▶ Text
Nightly News   |  October 16, 2012

Back pain relief from an unlikely place

Spinal cord stimulation is helping some patients resume an active lifestyle that was once stunted by sciatica. NBC’s Dr. Nancy Snyderman reports.

Share This:

This content comes from Closed Captioning that was broadcast along with this program.

>>> by one estimate, 80% of us complain of back pain. it's a problem so chronic for people, they've run out of solutions that at least conventional medicine can offer them. as we've been asking in our series, what is the alternative. our report tonight from dr. nancy snyderman .

>> reporter: cathy is playing music again. a small but significant sign that her days of agonizing back pain are over.

>> i'm feeling much more hopeful.

>> reporter: when two surgeries failed to reduce the excruciating nerve pain shooting down her legs commonly called sciatica, she turned to technology and a device called a spinal cord stimulater.

>> i can increase or decrease the intensity.

>> reporter: the goal, pain relief , and reduce dependency on powerful painkillers. neurostimulation has come a long way.

>> once we get the stimulation into the right area, we finetune it.

>> reporter: implanted under the skin of the lower back, the device lets the patient control the amount of electrical current traveling to the nerves.

>> they can't get adequate relief with nerve pain medications, that's the time to think about a spinal cord stimula stimulater.

>> the spinal cord stimulater is just one step in resuming an active lifestyle . kathy is complimenting her recovery with regular workouts.

▶ Actions to take
1 > Please translate this sentence from the back pain report into Spanish: "Spinal cord stimulation is helping some patients resume an active lifestyle that was once stunted by sciatica."
2 > Write the next few lines of the back pain report, picking up after its final sentence.

▶ Exercise data
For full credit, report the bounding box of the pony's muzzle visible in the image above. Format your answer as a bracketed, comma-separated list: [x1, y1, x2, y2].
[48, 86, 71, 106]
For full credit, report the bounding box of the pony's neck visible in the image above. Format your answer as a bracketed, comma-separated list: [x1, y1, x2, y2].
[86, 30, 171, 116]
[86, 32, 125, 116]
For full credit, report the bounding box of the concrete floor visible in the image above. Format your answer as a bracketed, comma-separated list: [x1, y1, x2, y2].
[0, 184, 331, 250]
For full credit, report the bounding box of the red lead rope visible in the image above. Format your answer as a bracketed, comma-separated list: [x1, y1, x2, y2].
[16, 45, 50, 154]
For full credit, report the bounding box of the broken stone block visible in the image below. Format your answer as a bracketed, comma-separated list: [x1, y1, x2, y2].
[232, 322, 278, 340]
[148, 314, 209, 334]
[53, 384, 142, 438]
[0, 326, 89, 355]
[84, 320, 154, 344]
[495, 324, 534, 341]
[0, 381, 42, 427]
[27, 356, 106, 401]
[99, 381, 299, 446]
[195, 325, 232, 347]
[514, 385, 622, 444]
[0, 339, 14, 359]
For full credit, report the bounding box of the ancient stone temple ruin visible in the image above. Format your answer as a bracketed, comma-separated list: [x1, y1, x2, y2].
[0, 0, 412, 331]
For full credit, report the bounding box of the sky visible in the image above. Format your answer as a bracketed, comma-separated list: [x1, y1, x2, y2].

▶ Answers to the exercise
1 > La estimulación de la médula espinal está ayudando a algunos pacientes a retomar un estilo de vida activo que antes se veía limitado por la ciática.

2 >
>> that strength is pulling out of your legs.

>> reporter: Martha Mason teaches her a technique called gyrotonic. one of a variety of strengthening and breathing methods that is important to maintaining back health.

>> it's important to get your muscles strong beforehand. if it's an accident you haven't planned for, get the body moving as quickly as possible.

>> reporter: other treatments for back pain, acupuncture. mounting evidence suggests it is a viable early option for stimulating the body's natural painkillers.

>> you get this brain activity that releases endorphins and just the release into the body has numerous physiological effects that can help with stress, sleep, pain relief .

>> reporter: in the case of the stimulaters, the surgery takes two and a half hours, the device stays in for life and the battery is replaced every ten years. good news, the risks are minimal and this is covered by insurance. doctors want patients to be pain free and off narcotics.